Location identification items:
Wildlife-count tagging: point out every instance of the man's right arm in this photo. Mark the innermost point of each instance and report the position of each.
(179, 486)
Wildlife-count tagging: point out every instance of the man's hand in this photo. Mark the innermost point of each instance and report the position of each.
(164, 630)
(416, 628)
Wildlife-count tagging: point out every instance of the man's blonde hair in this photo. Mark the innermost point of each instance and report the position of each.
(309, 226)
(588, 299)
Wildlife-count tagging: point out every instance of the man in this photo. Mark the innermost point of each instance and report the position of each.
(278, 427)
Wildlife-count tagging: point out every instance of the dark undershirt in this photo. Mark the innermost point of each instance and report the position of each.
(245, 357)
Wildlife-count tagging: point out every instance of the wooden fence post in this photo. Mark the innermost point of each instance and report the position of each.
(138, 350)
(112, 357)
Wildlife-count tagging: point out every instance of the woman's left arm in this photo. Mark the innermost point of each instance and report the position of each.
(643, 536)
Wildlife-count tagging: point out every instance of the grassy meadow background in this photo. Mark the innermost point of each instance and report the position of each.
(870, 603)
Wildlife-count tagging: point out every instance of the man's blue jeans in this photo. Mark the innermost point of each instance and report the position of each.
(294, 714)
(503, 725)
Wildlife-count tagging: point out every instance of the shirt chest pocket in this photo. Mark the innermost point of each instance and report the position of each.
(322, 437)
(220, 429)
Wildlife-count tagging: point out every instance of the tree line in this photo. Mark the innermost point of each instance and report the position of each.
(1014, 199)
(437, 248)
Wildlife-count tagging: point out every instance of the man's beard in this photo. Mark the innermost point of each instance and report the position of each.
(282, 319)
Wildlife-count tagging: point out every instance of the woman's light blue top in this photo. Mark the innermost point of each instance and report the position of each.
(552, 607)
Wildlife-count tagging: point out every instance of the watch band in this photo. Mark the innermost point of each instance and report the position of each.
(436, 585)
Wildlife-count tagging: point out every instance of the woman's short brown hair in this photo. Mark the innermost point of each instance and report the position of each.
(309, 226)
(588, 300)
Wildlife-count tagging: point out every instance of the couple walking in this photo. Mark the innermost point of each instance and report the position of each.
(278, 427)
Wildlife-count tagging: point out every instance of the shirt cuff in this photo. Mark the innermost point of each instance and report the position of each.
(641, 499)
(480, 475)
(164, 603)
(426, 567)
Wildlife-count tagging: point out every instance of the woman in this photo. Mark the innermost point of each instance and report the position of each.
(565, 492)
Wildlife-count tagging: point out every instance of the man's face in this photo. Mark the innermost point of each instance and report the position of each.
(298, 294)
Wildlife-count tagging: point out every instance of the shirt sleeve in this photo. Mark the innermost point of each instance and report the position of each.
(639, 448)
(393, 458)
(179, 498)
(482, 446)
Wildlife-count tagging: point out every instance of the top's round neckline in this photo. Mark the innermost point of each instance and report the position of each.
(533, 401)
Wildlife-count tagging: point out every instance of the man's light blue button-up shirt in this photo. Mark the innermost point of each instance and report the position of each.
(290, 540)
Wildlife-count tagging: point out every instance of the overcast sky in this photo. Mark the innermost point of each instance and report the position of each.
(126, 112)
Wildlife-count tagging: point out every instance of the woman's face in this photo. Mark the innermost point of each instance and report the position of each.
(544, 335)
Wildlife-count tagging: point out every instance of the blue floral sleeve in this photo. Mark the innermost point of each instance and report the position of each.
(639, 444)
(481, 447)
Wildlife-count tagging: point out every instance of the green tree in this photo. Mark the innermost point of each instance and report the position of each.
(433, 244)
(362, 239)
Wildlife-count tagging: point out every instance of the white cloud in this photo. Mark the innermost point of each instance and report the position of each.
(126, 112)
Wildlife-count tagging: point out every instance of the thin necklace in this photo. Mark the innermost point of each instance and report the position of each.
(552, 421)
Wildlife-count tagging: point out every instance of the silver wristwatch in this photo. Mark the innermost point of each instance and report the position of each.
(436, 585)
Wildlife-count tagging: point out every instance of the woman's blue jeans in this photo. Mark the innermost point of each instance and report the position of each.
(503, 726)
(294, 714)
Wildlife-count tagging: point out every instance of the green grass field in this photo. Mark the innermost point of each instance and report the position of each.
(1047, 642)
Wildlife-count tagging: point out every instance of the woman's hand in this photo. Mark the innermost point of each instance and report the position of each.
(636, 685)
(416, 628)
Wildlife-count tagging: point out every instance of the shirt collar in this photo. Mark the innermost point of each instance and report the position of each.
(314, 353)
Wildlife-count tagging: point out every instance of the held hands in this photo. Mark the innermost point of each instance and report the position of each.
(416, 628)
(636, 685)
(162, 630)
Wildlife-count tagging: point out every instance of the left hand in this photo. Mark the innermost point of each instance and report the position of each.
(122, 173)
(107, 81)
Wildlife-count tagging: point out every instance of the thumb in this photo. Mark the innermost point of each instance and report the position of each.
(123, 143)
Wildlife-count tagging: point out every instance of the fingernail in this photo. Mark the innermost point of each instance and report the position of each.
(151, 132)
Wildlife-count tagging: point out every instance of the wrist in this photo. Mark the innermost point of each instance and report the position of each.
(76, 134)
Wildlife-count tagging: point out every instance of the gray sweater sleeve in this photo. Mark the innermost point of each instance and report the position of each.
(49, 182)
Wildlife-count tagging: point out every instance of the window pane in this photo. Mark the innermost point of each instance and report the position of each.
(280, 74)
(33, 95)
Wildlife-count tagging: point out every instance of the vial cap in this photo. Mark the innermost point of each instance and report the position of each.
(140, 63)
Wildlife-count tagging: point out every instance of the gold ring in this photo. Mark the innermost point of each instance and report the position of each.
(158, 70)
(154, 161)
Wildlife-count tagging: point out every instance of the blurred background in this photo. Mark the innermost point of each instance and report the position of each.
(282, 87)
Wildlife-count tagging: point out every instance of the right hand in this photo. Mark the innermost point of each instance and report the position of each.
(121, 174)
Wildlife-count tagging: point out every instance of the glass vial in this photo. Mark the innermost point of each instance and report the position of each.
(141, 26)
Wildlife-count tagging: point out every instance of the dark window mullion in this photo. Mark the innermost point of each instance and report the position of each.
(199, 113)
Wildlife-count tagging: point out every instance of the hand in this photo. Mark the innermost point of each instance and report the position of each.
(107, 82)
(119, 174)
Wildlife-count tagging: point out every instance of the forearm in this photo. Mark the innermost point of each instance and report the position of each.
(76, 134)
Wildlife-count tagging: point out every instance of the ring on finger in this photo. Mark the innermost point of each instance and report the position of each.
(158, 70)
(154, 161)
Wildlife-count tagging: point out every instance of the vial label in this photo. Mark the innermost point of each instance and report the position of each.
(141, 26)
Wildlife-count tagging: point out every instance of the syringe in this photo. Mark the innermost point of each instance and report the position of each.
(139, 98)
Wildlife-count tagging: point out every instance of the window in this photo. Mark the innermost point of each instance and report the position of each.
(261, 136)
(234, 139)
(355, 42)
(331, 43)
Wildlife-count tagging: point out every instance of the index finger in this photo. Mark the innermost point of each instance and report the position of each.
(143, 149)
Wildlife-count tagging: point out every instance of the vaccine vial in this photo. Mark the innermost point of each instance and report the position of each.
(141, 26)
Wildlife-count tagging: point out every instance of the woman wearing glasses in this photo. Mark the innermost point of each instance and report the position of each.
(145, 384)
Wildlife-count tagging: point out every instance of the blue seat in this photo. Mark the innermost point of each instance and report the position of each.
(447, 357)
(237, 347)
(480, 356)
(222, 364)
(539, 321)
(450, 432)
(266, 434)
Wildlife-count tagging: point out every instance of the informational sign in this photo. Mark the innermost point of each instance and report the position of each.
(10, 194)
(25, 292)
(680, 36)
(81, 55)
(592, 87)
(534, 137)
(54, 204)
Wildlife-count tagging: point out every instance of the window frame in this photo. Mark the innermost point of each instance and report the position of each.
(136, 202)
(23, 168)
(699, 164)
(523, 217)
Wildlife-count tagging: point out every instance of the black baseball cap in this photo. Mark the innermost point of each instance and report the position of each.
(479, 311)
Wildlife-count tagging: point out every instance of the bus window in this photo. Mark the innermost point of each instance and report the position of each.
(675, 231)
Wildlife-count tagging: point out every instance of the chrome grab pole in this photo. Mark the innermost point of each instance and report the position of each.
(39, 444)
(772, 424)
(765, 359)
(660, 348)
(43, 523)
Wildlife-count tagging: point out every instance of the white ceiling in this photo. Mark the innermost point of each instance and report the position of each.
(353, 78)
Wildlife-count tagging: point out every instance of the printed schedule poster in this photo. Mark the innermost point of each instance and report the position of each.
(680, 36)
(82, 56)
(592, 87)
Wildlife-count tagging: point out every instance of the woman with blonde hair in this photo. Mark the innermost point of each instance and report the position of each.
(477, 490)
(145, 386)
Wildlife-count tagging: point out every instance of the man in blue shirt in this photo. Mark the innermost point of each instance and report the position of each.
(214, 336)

Stated goal> Can you write out the lines from the one containing "the woman's blue" through the one containing "(1047, 642)", both included, exactly as they appear?

Solution below>
Wildlife-count tagging: point out every instance of the woman's blue jeans in this photo. Mark the innermost point of each instance and report the position of each.
(503, 726)
(294, 714)
Wildlife-count tagging: point out every instance of the green grass field in this photo. Mark the innermost point of each instance and report the position of each.
(1047, 642)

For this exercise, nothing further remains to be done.